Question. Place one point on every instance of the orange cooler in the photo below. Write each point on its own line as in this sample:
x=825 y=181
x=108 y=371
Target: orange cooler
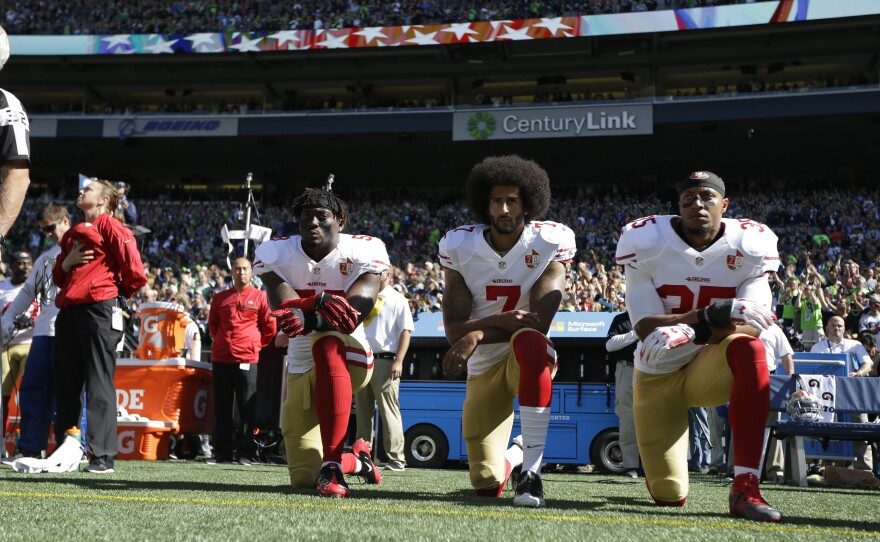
x=147 y=439
x=176 y=391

(What the task asks): Reproduce the listing above exactly, but skip the pictures.

(Answer space):
Question. Place one point on every instance of the orange cooler in the photo below. Write each point on its own line as in this sample:
x=825 y=181
x=108 y=371
Target: orange cooler
x=147 y=439
x=176 y=391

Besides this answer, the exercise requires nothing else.